*** Given records ***

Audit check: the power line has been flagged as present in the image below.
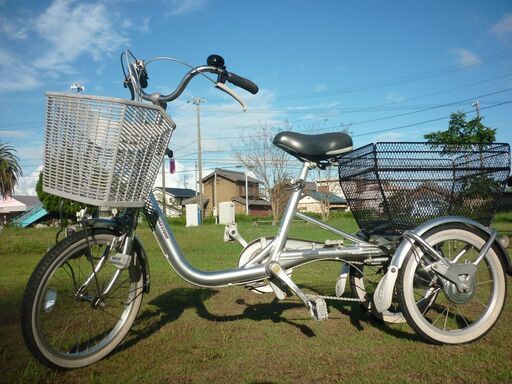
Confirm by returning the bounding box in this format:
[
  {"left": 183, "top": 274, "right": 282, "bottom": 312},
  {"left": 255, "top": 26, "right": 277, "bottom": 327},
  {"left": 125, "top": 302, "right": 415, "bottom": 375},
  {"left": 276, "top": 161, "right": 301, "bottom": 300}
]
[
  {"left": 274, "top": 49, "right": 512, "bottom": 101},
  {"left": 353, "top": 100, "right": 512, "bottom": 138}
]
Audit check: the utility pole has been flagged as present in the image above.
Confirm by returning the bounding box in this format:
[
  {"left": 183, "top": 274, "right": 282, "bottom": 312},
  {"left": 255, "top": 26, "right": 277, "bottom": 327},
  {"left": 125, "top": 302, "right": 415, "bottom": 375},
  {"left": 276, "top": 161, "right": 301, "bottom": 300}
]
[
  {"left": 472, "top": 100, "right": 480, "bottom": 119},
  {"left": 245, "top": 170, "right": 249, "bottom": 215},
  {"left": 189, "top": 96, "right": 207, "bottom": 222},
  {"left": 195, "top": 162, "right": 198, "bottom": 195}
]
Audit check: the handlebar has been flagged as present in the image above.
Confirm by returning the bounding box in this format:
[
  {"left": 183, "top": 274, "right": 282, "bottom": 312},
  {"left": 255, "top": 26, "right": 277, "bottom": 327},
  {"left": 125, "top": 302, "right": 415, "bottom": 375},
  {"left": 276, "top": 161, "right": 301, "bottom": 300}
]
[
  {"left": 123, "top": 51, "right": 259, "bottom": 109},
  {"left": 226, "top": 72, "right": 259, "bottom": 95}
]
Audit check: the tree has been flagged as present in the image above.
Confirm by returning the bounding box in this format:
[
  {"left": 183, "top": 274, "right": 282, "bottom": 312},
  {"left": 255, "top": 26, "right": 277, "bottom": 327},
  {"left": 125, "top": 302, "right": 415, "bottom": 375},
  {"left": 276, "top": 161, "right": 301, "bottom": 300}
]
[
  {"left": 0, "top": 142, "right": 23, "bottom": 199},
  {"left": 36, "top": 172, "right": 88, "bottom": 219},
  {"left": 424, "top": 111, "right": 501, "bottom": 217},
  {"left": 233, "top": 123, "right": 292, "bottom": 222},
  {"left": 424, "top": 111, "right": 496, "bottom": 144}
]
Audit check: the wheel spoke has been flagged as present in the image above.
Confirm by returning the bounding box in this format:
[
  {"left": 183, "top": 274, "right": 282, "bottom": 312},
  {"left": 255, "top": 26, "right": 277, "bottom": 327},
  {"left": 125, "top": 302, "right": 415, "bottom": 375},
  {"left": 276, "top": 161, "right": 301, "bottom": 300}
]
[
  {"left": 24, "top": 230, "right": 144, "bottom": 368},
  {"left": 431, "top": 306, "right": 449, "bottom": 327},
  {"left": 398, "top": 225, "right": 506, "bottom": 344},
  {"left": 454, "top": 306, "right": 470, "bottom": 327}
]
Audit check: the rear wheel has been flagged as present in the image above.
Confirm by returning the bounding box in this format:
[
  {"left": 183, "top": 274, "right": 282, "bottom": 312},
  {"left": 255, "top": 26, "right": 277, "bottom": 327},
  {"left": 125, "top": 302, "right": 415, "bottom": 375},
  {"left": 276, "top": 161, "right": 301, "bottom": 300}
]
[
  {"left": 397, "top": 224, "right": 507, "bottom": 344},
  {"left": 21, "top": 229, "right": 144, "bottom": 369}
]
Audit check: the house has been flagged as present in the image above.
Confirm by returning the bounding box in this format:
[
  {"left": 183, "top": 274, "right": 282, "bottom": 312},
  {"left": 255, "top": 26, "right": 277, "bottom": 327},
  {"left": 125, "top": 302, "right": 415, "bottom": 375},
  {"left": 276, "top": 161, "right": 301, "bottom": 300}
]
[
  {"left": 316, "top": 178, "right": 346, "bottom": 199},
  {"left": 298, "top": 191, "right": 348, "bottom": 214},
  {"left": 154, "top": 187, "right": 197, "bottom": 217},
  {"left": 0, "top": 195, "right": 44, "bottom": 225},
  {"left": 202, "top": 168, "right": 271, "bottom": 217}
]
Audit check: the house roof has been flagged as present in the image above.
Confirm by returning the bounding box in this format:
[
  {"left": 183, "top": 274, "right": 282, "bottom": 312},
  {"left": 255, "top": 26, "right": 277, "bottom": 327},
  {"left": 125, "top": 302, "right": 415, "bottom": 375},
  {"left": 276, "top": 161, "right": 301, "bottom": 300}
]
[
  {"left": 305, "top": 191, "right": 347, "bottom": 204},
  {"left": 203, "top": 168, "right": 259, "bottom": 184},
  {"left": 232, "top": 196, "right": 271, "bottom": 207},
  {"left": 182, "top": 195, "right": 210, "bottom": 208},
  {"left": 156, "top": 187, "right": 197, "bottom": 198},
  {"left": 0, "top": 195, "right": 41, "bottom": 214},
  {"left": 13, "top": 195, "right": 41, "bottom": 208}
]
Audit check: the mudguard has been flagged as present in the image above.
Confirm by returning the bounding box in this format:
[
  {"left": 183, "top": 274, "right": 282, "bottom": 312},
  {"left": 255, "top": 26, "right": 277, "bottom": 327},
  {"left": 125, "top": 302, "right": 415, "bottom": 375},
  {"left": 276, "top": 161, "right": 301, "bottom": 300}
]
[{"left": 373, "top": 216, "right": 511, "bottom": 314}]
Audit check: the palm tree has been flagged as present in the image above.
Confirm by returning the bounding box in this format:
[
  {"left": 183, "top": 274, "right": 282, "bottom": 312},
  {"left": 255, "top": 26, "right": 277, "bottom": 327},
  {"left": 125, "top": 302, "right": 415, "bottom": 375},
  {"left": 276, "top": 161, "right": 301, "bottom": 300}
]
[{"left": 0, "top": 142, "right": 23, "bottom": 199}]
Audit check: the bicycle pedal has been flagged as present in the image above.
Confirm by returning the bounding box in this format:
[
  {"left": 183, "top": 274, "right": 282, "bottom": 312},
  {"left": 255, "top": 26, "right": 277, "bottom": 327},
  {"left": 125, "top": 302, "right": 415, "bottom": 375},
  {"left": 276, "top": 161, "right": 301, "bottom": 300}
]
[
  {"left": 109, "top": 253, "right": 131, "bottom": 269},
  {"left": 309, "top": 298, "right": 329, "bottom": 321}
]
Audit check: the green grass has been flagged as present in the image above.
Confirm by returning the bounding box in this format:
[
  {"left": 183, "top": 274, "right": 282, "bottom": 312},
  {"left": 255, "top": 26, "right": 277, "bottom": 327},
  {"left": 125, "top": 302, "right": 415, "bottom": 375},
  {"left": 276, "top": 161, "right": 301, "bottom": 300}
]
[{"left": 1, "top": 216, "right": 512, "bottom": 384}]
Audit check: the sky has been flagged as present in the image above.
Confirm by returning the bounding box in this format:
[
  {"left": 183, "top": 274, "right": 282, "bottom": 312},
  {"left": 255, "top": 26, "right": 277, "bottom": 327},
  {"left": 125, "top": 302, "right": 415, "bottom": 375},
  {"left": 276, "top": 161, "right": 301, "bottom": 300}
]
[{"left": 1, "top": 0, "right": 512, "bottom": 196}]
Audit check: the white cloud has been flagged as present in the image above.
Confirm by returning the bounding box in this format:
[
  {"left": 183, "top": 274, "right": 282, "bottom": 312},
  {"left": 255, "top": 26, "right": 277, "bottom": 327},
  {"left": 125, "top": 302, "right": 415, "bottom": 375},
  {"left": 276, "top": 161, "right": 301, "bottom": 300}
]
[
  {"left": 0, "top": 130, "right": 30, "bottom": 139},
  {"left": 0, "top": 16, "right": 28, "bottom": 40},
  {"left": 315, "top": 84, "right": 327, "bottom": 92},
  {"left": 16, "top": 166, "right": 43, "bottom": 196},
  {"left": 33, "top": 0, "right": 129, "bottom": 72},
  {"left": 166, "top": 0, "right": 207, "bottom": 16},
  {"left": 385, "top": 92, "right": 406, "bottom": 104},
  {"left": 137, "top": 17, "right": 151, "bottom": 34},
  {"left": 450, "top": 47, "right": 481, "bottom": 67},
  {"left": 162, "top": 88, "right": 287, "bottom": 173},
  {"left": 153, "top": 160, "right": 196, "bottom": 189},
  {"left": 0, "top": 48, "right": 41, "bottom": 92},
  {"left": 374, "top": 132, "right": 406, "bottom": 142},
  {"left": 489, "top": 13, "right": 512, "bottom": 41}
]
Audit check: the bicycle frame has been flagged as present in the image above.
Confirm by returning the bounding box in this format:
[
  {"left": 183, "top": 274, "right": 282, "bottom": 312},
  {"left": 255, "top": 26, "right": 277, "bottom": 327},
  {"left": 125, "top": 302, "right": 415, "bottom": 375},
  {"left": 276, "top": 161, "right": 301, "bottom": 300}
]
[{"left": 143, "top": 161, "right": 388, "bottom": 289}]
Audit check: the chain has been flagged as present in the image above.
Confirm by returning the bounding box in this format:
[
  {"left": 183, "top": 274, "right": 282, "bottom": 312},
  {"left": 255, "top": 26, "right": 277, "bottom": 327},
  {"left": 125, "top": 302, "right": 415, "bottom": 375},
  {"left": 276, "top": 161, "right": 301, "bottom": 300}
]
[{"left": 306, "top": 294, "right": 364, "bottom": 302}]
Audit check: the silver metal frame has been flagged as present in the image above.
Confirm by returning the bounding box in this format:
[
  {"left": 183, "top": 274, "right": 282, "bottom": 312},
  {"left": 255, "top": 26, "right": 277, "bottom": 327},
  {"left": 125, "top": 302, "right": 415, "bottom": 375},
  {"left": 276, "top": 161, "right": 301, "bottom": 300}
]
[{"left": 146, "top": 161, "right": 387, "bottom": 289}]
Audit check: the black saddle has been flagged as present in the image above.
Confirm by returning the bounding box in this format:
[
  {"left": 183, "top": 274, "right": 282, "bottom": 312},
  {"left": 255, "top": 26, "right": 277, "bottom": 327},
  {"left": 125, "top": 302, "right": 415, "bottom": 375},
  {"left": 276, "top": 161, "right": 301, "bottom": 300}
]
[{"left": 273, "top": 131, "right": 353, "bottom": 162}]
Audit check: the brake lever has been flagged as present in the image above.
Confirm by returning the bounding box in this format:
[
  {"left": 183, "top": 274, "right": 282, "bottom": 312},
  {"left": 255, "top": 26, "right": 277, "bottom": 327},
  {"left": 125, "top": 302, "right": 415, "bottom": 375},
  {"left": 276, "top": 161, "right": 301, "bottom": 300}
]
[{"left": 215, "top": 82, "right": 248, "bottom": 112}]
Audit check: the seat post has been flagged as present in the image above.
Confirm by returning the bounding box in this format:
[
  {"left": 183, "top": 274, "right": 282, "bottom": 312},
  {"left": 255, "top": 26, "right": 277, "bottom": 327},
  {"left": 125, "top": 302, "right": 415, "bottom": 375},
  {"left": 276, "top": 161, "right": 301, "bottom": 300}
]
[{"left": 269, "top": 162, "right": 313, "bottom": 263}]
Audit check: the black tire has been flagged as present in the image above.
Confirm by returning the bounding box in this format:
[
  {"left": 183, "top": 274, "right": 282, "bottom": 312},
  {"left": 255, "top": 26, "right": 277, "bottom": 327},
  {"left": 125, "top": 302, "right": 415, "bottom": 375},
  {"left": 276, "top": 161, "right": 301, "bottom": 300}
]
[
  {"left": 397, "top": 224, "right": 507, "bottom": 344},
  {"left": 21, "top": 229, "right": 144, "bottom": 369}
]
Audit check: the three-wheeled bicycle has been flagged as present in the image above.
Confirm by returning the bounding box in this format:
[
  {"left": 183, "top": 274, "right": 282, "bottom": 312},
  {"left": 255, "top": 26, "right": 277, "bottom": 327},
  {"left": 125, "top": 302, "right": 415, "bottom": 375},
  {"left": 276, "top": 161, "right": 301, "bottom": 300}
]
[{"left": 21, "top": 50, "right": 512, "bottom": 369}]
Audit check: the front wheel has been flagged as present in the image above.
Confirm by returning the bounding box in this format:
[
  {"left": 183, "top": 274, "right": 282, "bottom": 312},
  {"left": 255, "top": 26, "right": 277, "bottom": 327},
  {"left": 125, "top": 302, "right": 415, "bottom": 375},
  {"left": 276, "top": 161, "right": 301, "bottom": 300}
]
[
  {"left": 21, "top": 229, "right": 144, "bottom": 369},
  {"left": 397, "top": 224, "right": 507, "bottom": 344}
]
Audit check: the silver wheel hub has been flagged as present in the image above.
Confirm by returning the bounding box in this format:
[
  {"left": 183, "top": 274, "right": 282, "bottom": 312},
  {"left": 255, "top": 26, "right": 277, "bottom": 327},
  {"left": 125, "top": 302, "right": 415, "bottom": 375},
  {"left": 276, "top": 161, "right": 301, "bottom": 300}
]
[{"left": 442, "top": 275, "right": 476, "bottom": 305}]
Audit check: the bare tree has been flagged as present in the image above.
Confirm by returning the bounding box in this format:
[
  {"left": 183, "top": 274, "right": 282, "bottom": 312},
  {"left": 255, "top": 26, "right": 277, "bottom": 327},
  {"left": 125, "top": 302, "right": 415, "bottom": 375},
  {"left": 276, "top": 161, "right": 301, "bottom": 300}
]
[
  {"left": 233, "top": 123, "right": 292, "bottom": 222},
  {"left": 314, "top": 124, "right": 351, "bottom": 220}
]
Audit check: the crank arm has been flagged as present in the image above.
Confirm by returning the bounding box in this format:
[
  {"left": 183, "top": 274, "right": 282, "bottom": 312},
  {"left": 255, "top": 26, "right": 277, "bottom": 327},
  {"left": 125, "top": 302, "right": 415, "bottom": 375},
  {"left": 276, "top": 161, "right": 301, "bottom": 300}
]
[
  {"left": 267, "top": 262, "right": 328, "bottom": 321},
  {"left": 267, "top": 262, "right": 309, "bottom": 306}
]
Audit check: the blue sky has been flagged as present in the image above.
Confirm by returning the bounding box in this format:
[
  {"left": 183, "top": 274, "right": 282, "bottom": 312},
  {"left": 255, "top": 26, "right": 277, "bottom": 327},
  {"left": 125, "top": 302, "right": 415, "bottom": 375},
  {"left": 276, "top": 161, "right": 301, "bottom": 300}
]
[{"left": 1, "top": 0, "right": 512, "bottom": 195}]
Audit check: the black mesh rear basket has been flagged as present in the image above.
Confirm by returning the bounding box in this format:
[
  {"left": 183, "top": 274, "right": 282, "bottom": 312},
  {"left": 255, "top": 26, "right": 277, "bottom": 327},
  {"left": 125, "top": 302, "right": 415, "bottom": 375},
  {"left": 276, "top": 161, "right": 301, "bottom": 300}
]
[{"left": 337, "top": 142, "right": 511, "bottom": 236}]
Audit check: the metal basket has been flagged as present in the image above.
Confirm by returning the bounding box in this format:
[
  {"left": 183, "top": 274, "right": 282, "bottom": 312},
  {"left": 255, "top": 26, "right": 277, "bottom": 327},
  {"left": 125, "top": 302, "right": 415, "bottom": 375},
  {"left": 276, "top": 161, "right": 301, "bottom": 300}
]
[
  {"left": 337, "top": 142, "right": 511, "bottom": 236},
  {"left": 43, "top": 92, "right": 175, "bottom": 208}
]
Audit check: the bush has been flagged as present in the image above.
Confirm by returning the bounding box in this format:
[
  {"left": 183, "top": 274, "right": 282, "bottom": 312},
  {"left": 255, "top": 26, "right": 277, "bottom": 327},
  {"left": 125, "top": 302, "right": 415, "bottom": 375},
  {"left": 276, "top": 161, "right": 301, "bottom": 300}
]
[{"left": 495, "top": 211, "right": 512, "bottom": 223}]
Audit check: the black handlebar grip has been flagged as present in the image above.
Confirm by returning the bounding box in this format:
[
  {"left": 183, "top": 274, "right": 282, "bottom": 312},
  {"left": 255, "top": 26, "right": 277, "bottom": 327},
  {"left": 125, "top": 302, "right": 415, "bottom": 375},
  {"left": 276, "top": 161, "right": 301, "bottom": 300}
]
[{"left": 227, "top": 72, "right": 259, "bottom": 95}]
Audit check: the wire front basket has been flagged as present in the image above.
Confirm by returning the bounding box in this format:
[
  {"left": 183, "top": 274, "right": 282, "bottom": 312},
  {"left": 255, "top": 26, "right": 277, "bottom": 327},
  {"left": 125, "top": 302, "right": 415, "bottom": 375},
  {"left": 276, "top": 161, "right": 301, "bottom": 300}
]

*** End of Given records ***

◆ What to produce: Copy each line above where the string "frame" occurs.

◆ Output for this exercise:
Audit check: the bicycle frame has been flagged as present in the image above.
Audit check: the silver metal frame has been flagged as present in the image above.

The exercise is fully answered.